Given problem:
Could you quote all of the data below verbatim, leaving out the pictures?

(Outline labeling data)
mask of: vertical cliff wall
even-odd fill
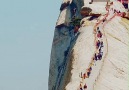
[[[81,18],[80,9],[83,5],[83,0],[64,0],[61,5],[52,44],[49,90],[64,90],[70,80],[70,78],[67,79],[69,77],[68,72],[70,73],[70,70],[67,69],[70,69],[69,58],[76,39],[70,22],[74,15]],[[76,9],[75,13],[74,9]]]
[[[109,6],[89,2],[64,0],[61,5],[51,51],[49,90],[129,89],[129,20],[122,14],[126,10],[120,2]],[[98,41],[103,42],[99,48]],[[100,53],[101,58],[95,59]]]

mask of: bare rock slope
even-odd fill
[[[122,16],[126,9],[115,0],[108,7],[106,2],[89,2],[64,0],[61,5],[49,90],[129,89],[129,20]],[[85,7],[92,14],[81,16]]]

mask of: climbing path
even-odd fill
[[[99,20],[94,26],[94,45],[96,50],[93,57],[91,57],[91,62],[86,69],[86,72],[81,72],[79,74],[79,77],[81,78],[79,90],[94,90],[96,82],[99,79],[102,67],[104,66],[104,60],[108,54],[108,41],[105,36],[104,27],[108,22],[115,18],[115,16],[122,16],[120,13],[114,11],[113,13],[109,10],[107,10],[107,14],[104,16],[104,18],[102,20]],[[92,71],[94,71],[94,68],[96,68],[96,73],[94,73],[96,74],[95,80],[92,78]],[[89,81],[89,78],[95,81],[93,84],[93,88],[88,87],[88,85],[90,84],[86,83],[87,81]]]

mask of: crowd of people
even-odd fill
[[[113,5],[113,3],[111,3],[111,5]],[[116,14],[117,16],[121,16],[121,17],[123,16],[123,13],[121,11],[118,11],[118,10],[113,9],[113,8],[107,9],[107,11],[109,11],[109,10],[113,11],[114,15]],[[105,21],[106,21],[106,18],[103,18],[101,24],[104,24]],[[96,52],[94,53],[92,60],[91,60],[91,63],[89,65],[88,69],[86,69],[86,72],[85,73],[81,72],[79,74],[79,77],[82,78],[82,81],[80,82],[80,85],[79,85],[79,90],[87,90],[88,86],[83,81],[86,78],[90,77],[91,71],[92,71],[92,66],[95,65],[95,62],[98,60],[102,60],[102,58],[103,58],[103,48],[104,48],[103,33],[102,33],[101,28],[98,26],[98,24],[97,24],[95,31],[96,31],[96,33],[95,33],[96,34],[95,35],[96,36],[96,39],[95,39]]]

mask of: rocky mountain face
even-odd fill
[[[122,3],[64,0],[55,27],[49,90],[128,90],[129,18]]]

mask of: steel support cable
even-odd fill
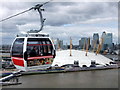
[[[6,21],[6,20],[8,20],[8,19],[10,19],[10,18],[16,17],[16,16],[18,16],[18,15],[20,15],[20,14],[23,14],[23,13],[26,13],[26,12],[32,10],[32,9],[33,9],[33,8],[30,8],[30,9],[25,10],[25,11],[23,11],[23,12],[20,12],[20,13],[18,13],[18,14],[12,15],[12,16],[10,16],[10,17],[8,17],[8,18],[2,19],[2,20],[0,20],[0,22]]]

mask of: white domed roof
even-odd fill
[[[62,66],[65,64],[74,64],[74,61],[79,61],[79,66],[86,65],[90,66],[91,61],[95,61],[98,64],[106,65],[109,64],[109,62],[112,62],[109,58],[106,58],[103,55],[96,55],[93,52],[88,52],[87,56],[85,56],[85,51],[80,50],[71,50],[72,56],[70,56],[70,50],[61,50],[56,52],[56,57],[53,61],[52,66],[55,66],[56,64],[58,66]]]

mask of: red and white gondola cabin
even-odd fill
[[[11,47],[11,59],[22,71],[49,68],[54,58],[55,47],[48,34],[17,36]]]

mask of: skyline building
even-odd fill
[[[102,33],[103,44],[102,50],[112,49],[113,48],[113,35],[112,33],[106,33],[105,31]]]
[[[79,40],[79,47],[80,47],[80,49],[83,49],[83,48],[85,49],[87,45],[89,47],[89,45],[90,45],[90,38],[82,37],[81,40]]]
[[[92,40],[92,47],[97,47],[99,44],[99,34],[98,33],[94,33],[93,34],[93,40]]]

Response for this exercise:
mask of: vertical cliff wall
even-odd fill
[[[81,18],[80,9],[83,5],[83,0],[64,0],[61,5],[52,44],[49,90],[64,90],[70,80],[70,78],[67,79],[69,77],[68,72],[70,73],[70,70],[67,69],[70,69],[69,58],[76,39],[70,22],[74,15]],[[76,9],[75,13],[74,9]]]
[[[109,6],[89,2],[64,0],[61,5],[51,51],[49,90],[129,89],[129,20],[122,14],[126,10],[120,2]],[[98,41],[103,42],[99,48]],[[100,53],[101,58],[95,59]]]

mask of: bare rock slope
even-odd fill
[[[122,16],[126,9],[115,0],[108,7],[106,2],[89,2],[64,0],[61,5],[49,90],[129,89],[129,20]],[[85,7],[92,14],[81,16]]]

mask of: climbing path
even-odd fill
[[[99,20],[94,26],[94,45],[96,50],[93,57],[91,57],[91,62],[86,69],[86,72],[81,72],[79,74],[79,77],[81,78],[79,90],[94,90],[96,82],[99,79],[102,67],[104,66],[104,60],[108,54],[108,41],[105,36],[104,27],[108,22],[115,18],[115,16],[122,16],[120,13],[114,11],[113,13],[109,10],[107,10],[107,14],[104,16],[104,18],[102,20]],[[92,71],[94,71],[94,68],[96,68],[96,73],[94,73],[96,74],[95,80],[92,78]],[[89,81],[89,78],[95,81],[93,84],[93,88],[88,87],[88,85],[90,84],[86,83],[87,81]]]

mask of: crowd of people
even-odd fill
[[[113,5],[113,3],[111,3],[111,5]],[[116,14],[117,16],[121,16],[121,17],[123,16],[123,13],[121,11],[118,11],[118,10],[113,9],[113,8],[107,9],[107,11],[109,11],[109,10],[113,11],[114,15]],[[105,21],[106,21],[106,18],[103,18],[101,24],[104,24]],[[96,52],[94,53],[92,60],[91,60],[91,63],[89,65],[88,69],[86,69],[86,72],[85,73],[81,72],[79,74],[79,77],[82,78],[82,81],[80,82],[80,85],[79,85],[79,90],[87,90],[88,86],[83,81],[86,78],[90,77],[91,71],[92,71],[92,66],[95,65],[95,62],[98,60],[102,60],[102,58],[103,58],[103,48],[104,48],[103,33],[102,33],[101,28],[98,26],[98,24],[97,24],[95,31],[96,31],[96,33],[95,33],[96,34],[95,35],[96,36],[96,39],[95,39]]]

mask of: rocky mountain face
even-odd fill
[[[122,3],[64,0],[55,27],[49,90],[128,90],[129,18]]]

mask of: steel support cable
even-odd fill
[[[6,21],[6,20],[8,20],[8,19],[10,19],[10,18],[16,17],[16,16],[18,16],[18,15],[20,15],[20,14],[23,14],[23,13],[26,13],[26,12],[32,10],[32,9],[33,9],[33,8],[30,8],[30,9],[25,10],[25,11],[23,11],[23,12],[20,12],[20,13],[18,13],[18,14],[12,15],[12,16],[10,16],[10,17],[8,17],[8,18],[2,19],[2,20],[0,20],[0,22]]]

mask of: white domed roof
even-odd fill
[[[62,66],[65,64],[74,64],[74,61],[79,61],[79,66],[86,65],[90,66],[91,61],[95,61],[98,64],[106,65],[109,64],[109,62],[112,62],[109,58],[106,58],[103,55],[96,55],[93,52],[88,52],[87,56],[85,56],[85,51],[80,50],[71,50],[72,56],[70,56],[70,50],[61,50],[56,52],[56,57],[53,61],[52,66],[55,66],[56,64],[58,66]]]

mask of: red and white gondola cabin
even-odd fill
[[[11,47],[11,59],[22,71],[49,68],[54,58],[55,47],[48,34],[17,36]]]

mask of: skyline building
even-odd fill
[[[102,33],[103,44],[102,50],[112,49],[113,48],[113,35],[112,33],[106,33],[105,31]]]
[[[79,40],[79,47],[80,47],[80,49],[83,49],[83,48],[85,49],[87,45],[89,47],[89,45],[90,45],[90,38],[82,37],[81,40]]]
[[[92,40],[92,47],[97,47],[99,44],[99,34],[98,33],[94,33],[93,34],[93,40]]]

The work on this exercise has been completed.